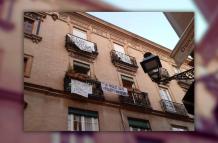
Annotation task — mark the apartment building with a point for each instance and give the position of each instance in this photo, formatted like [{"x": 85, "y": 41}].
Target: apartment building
[{"x": 83, "y": 74}]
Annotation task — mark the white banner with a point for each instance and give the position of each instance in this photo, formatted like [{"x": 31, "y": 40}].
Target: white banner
[
  {"x": 114, "y": 89},
  {"x": 81, "y": 88}
]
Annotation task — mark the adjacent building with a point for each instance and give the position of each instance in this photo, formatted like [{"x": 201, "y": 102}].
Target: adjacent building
[{"x": 83, "y": 74}]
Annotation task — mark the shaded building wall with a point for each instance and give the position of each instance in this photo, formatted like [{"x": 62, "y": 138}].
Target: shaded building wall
[{"x": 51, "y": 61}]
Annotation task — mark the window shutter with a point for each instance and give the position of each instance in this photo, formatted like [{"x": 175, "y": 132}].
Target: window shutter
[
  {"x": 138, "y": 123},
  {"x": 81, "y": 112}
]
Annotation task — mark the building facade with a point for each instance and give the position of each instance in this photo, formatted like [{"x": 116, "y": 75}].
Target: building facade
[{"x": 83, "y": 74}]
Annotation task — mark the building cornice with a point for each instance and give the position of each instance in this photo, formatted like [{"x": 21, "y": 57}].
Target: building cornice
[
  {"x": 48, "y": 91},
  {"x": 117, "y": 34}
]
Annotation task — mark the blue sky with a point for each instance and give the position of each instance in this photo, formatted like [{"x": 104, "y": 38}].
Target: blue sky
[{"x": 152, "y": 25}]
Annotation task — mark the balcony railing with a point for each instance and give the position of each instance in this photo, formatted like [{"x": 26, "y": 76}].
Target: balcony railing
[
  {"x": 97, "y": 92},
  {"x": 81, "y": 46},
  {"x": 172, "y": 107},
  {"x": 137, "y": 99},
  {"x": 123, "y": 60}
]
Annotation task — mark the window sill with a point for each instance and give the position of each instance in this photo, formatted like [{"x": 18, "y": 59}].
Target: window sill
[{"x": 33, "y": 37}]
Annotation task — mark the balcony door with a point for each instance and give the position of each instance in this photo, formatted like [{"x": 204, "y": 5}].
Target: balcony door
[
  {"x": 164, "y": 94},
  {"x": 121, "y": 53}
]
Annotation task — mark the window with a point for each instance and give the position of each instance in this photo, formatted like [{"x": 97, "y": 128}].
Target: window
[
  {"x": 138, "y": 125},
  {"x": 32, "y": 23},
  {"x": 81, "y": 68},
  {"x": 148, "y": 140},
  {"x": 79, "y": 33},
  {"x": 128, "y": 82},
  {"x": 176, "y": 70},
  {"x": 82, "y": 120},
  {"x": 167, "y": 100},
  {"x": 119, "y": 48},
  {"x": 121, "y": 54},
  {"x": 178, "y": 128},
  {"x": 28, "y": 25},
  {"x": 27, "y": 65}
]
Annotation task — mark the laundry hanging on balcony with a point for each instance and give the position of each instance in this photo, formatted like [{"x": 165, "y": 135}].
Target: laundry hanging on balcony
[
  {"x": 82, "y": 44},
  {"x": 106, "y": 87},
  {"x": 80, "y": 88}
]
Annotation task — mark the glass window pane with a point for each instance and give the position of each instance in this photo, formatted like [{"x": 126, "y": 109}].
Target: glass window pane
[{"x": 79, "y": 33}]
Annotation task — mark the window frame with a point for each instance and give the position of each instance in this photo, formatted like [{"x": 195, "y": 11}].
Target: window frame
[
  {"x": 27, "y": 67},
  {"x": 138, "y": 128},
  {"x": 179, "y": 128},
  {"x": 76, "y": 63},
  {"x": 33, "y": 24},
  {"x": 82, "y": 31},
  {"x": 133, "y": 81},
  {"x": 82, "y": 123}
]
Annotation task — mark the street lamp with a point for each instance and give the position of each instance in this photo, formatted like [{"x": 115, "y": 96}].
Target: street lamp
[{"x": 151, "y": 64}]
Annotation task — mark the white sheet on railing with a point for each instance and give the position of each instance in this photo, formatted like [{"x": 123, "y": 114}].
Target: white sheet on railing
[
  {"x": 106, "y": 87},
  {"x": 81, "y": 88}
]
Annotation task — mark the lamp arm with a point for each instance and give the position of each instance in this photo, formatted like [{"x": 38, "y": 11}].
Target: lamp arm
[{"x": 186, "y": 75}]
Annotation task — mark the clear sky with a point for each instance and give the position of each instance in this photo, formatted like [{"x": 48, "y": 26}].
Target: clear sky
[{"x": 152, "y": 25}]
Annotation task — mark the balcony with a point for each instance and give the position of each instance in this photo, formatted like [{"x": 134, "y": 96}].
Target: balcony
[
  {"x": 155, "y": 76},
  {"x": 97, "y": 92},
  {"x": 124, "y": 61},
  {"x": 81, "y": 47},
  {"x": 185, "y": 83},
  {"x": 174, "y": 108},
  {"x": 137, "y": 99}
]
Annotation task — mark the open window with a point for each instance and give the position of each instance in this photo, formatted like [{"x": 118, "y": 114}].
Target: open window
[
  {"x": 178, "y": 128},
  {"x": 128, "y": 82},
  {"x": 80, "y": 33},
  {"x": 28, "y": 25},
  {"x": 82, "y": 68},
  {"x": 138, "y": 125},
  {"x": 82, "y": 120},
  {"x": 27, "y": 65}
]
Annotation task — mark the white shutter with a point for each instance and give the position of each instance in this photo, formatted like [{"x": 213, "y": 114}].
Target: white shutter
[
  {"x": 119, "y": 48},
  {"x": 79, "y": 33}
]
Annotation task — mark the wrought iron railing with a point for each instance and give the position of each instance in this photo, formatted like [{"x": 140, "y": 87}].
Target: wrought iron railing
[
  {"x": 76, "y": 43},
  {"x": 118, "y": 57},
  {"x": 97, "y": 92},
  {"x": 158, "y": 74},
  {"x": 172, "y": 107},
  {"x": 136, "y": 98}
]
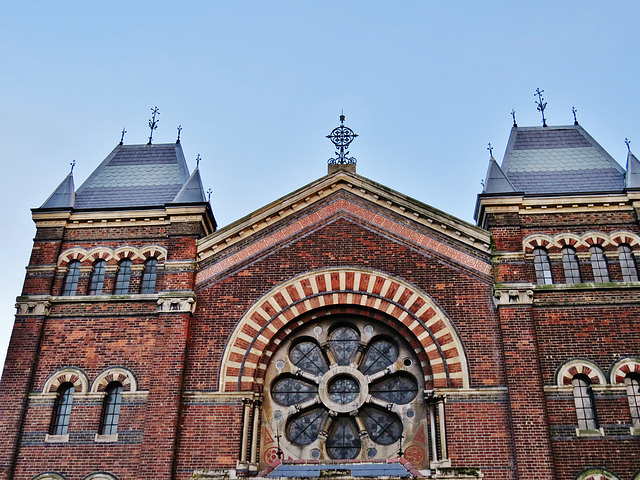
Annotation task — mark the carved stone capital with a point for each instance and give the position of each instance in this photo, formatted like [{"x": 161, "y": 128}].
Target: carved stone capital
[
  {"x": 513, "y": 295},
  {"x": 176, "y": 304}
]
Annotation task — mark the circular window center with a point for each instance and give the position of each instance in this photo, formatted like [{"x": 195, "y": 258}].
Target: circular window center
[{"x": 343, "y": 389}]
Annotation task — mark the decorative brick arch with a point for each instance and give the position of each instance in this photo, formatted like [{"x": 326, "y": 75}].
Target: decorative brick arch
[
  {"x": 622, "y": 368},
  {"x": 88, "y": 257},
  {"x": 67, "y": 374},
  {"x": 278, "y": 311},
  {"x": 115, "y": 374},
  {"x": 580, "y": 366}
]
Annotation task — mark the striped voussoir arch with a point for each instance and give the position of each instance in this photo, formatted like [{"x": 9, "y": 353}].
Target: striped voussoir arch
[{"x": 277, "y": 314}]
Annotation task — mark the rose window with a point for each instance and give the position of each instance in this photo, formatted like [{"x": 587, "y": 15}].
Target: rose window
[{"x": 342, "y": 389}]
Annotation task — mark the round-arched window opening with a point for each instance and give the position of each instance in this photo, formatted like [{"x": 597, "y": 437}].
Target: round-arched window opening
[{"x": 346, "y": 387}]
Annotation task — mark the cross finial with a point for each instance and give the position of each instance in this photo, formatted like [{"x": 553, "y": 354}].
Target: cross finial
[
  {"x": 153, "y": 123},
  {"x": 541, "y": 105}
]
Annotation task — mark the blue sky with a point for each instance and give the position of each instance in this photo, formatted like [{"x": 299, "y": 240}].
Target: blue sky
[{"x": 257, "y": 85}]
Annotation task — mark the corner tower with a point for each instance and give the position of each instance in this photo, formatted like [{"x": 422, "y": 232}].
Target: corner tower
[{"x": 103, "y": 317}]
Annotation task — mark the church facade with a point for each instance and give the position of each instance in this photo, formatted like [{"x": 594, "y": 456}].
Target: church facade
[{"x": 344, "y": 330}]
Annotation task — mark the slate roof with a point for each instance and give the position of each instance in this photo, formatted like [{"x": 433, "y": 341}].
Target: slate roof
[
  {"x": 561, "y": 159},
  {"x": 135, "y": 176}
]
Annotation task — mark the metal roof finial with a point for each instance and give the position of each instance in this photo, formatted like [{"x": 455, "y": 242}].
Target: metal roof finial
[
  {"x": 153, "y": 123},
  {"x": 342, "y": 137},
  {"x": 541, "y": 105}
]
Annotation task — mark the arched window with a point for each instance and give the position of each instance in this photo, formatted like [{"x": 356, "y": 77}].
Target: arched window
[
  {"x": 123, "y": 278},
  {"x": 149, "y": 276},
  {"x": 543, "y": 266},
  {"x": 571, "y": 265},
  {"x": 97, "y": 278},
  {"x": 632, "y": 380},
  {"x": 62, "y": 409},
  {"x": 344, "y": 375},
  {"x": 111, "y": 411},
  {"x": 599, "y": 264},
  {"x": 71, "y": 280},
  {"x": 627, "y": 263},
  {"x": 583, "y": 398}
]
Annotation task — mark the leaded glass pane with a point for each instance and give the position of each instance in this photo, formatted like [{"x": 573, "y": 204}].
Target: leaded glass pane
[
  {"x": 123, "y": 278},
  {"x": 380, "y": 354},
  {"x": 542, "y": 266},
  {"x": 97, "y": 278},
  {"x": 599, "y": 264},
  {"x": 633, "y": 394},
  {"x": 113, "y": 401},
  {"x": 343, "y": 342},
  {"x": 628, "y": 264},
  {"x": 291, "y": 391},
  {"x": 71, "y": 280},
  {"x": 343, "y": 441},
  {"x": 583, "y": 398},
  {"x": 303, "y": 429},
  {"x": 398, "y": 388},
  {"x": 308, "y": 356},
  {"x": 343, "y": 389},
  {"x": 571, "y": 265},
  {"x": 149, "y": 276},
  {"x": 383, "y": 427},
  {"x": 62, "y": 409}
]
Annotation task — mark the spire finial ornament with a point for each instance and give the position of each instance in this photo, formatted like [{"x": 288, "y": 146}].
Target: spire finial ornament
[
  {"x": 541, "y": 105},
  {"x": 153, "y": 123},
  {"x": 342, "y": 137}
]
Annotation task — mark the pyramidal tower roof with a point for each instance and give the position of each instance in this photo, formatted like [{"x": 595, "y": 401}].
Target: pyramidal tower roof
[
  {"x": 135, "y": 176},
  {"x": 560, "y": 159}
]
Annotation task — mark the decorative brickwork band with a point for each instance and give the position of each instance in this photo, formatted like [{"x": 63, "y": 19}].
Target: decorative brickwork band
[
  {"x": 69, "y": 374},
  {"x": 360, "y": 211},
  {"x": 585, "y": 240},
  {"x": 580, "y": 367},
  {"x": 246, "y": 355}
]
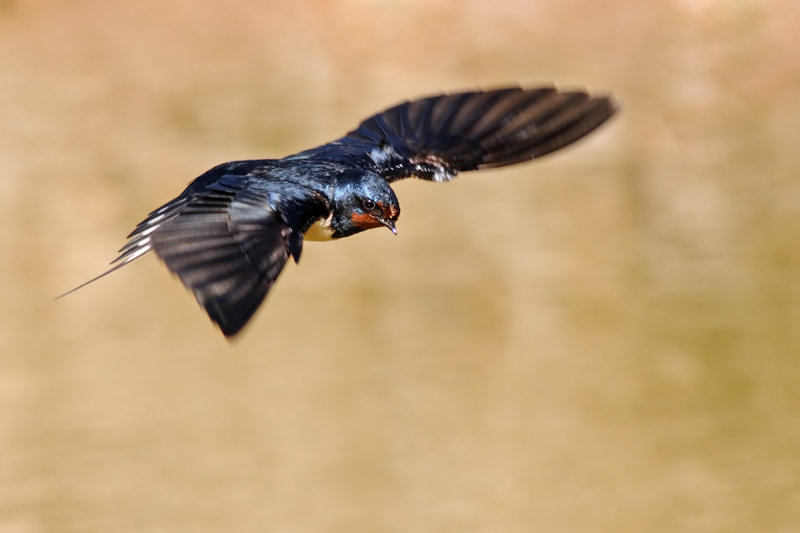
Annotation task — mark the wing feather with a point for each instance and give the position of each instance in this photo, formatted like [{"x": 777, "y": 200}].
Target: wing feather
[{"x": 437, "y": 137}]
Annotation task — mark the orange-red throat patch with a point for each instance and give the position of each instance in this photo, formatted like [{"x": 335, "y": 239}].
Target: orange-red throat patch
[{"x": 365, "y": 221}]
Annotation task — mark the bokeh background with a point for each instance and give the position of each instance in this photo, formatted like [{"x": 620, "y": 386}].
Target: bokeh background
[{"x": 606, "y": 340}]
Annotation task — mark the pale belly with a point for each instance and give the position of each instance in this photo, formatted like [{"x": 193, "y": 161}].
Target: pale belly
[{"x": 320, "y": 231}]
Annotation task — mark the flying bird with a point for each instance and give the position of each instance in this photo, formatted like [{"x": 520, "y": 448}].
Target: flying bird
[{"x": 228, "y": 235}]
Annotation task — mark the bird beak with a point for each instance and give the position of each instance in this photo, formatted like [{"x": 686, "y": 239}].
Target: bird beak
[{"x": 389, "y": 224}]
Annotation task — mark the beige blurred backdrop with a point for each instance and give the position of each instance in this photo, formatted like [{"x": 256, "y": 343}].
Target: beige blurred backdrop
[{"x": 606, "y": 340}]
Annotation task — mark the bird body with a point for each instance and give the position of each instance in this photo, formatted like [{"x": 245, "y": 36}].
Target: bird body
[{"x": 228, "y": 235}]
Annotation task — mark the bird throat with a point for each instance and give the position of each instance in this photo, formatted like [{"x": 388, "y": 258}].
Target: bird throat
[{"x": 320, "y": 230}]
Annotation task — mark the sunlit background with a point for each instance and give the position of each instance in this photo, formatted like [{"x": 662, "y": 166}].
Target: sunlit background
[{"x": 606, "y": 340}]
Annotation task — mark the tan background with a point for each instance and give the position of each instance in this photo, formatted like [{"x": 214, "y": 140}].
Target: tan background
[{"x": 606, "y": 340}]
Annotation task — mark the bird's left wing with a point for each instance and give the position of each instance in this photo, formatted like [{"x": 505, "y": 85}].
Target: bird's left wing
[
  {"x": 227, "y": 241},
  {"x": 437, "y": 137}
]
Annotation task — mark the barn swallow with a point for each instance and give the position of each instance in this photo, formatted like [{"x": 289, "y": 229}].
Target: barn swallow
[{"x": 228, "y": 235}]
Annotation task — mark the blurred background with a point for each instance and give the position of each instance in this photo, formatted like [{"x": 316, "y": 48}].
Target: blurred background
[{"x": 605, "y": 340}]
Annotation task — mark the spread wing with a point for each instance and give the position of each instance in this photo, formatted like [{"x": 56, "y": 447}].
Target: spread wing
[
  {"x": 227, "y": 238},
  {"x": 435, "y": 138}
]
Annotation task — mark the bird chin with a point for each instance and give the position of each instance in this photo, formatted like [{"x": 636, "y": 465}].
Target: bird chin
[{"x": 320, "y": 230}]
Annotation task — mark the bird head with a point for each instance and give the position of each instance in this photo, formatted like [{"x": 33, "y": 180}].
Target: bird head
[{"x": 363, "y": 202}]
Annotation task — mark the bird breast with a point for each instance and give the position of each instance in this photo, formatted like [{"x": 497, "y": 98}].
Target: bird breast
[{"x": 320, "y": 230}]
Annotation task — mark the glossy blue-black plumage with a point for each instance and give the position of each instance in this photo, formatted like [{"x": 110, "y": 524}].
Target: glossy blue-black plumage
[{"x": 228, "y": 235}]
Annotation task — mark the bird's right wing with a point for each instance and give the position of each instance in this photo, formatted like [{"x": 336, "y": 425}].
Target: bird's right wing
[{"x": 437, "y": 137}]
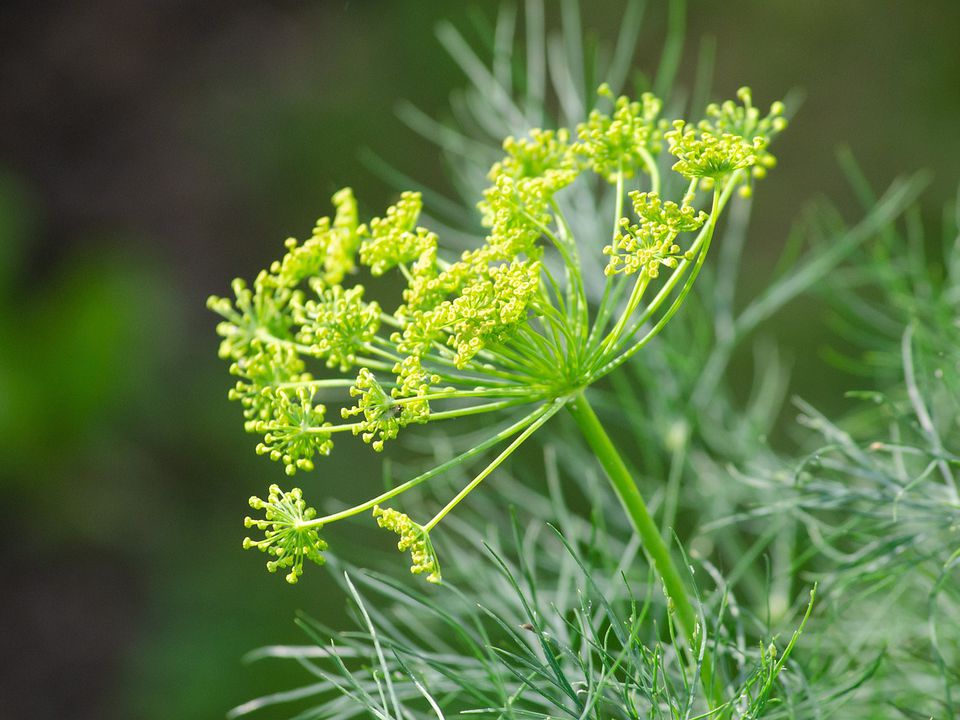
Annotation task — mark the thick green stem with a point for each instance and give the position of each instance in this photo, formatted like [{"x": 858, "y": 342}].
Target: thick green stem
[
  {"x": 636, "y": 510},
  {"x": 653, "y": 543}
]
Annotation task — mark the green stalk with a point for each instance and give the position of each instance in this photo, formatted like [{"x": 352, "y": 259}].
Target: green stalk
[
  {"x": 653, "y": 543},
  {"x": 636, "y": 510}
]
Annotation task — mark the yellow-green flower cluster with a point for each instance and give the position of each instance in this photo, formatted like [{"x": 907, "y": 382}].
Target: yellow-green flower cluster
[
  {"x": 651, "y": 243},
  {"x": 260, "y": 373},
  {"x": 708, "y": 154},
  {"x": 732, "y": 137},
  {"x": 336, "y": 325},
  {"x": 395, "y": 238},
  {"x": 286, "y": 537},
  {"x": 745, "y": 120},
  {"x": 624, "y": 140},
  {"x": 328, "y": 254},
  {"x": 382, "y": 417},
  {"x": 295, "y": 431},
  {"x": 414, "y": 538},
  {"x": 497, "y": 328}
]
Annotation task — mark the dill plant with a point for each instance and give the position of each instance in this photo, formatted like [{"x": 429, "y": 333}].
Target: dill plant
[{"x": 506, "y": 326}]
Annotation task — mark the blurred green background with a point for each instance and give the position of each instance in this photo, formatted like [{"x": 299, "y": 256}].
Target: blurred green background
[{"x": 152, "y": 151}]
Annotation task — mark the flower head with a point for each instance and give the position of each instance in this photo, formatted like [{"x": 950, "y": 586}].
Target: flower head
[
  {"x": 413, "y": 538},
  {"x": 337, "y": 324},
  {"x": 651, "y": 243},
  {"x": 395, "y": 238},
  {"x": 295, "y": 430},
  {"x": 289, "y": 536},
  {"x": 504, "y": 325},
  {"x": 623, "y": 140},
  {"x": 709, "y": 154}
]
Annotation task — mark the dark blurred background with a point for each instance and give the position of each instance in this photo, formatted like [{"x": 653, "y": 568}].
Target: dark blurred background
[{"x": 151, "y": 151}]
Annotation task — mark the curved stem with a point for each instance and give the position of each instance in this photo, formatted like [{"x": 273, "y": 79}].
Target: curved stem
[
  {"x": 433, "y": 472},
  {"x": 545, "y": 413}
]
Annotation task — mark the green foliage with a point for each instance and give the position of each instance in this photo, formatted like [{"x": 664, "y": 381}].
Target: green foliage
[
  {"x": 288, "y": 537},
  {"x": 497, "y": 328},
  {"x": 574, "y": 623}
]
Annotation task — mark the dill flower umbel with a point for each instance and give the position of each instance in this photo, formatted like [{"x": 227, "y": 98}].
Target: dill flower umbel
[{"x": 505, "y": 328}]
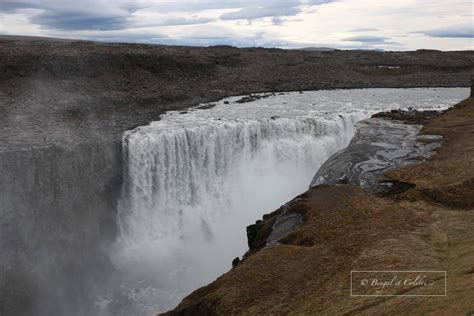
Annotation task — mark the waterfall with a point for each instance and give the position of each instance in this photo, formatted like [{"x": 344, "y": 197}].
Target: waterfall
[{"x": 194, "y": 180}]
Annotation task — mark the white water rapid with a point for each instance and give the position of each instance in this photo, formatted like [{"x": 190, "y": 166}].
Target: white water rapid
[{"x": 194, "y": 180}]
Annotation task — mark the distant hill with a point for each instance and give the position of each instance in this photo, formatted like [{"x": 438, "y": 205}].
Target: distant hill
[{"x": 318, "y": 49}]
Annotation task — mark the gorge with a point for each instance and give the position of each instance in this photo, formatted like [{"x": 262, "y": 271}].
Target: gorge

•••••

▶ **SET TASK**:
With pictures left out, extract the lines from the one containing "Annotation task — mark the dill flower" to the end of the material above, both included, exactly as written.

▶ **SOLUTION FOR THIS EXERCISE**:
Annotation task — mark the dill flower umbel with a point for each instance and give the position of each instance in this photo, formatted like [{"x": 227, "y": 98}].
Target: dill flower umbel
[{"x": 505, "y": 328}]
Annotation task — mark the waterfall with a point for each instance and give the position of each instance in this photo, formatted like [{"x": 344, "y": 197}].
Target: waterfall
[{"x": 194, "y": 180}]
Annotation task — mark the white water rapid with a point for each instance and give the position of each instance in this photo, formatted like [{"x": 190, "y": 166}].
Target: white water rapid
[{"x": 194, "y": 180}]
Annotation task — mark the distant hill with a point for each instance and give the position of each instance in this photo, formatted like [{"x": 438, "y": 205}].
Target: distant hill
[{"x": 318, "y": 49}]
Annotation task — mark the gorge with a point for each instance and give the position of each instance in this photo, formatted like [{"x": 262, "y": 271}].
Target: gorge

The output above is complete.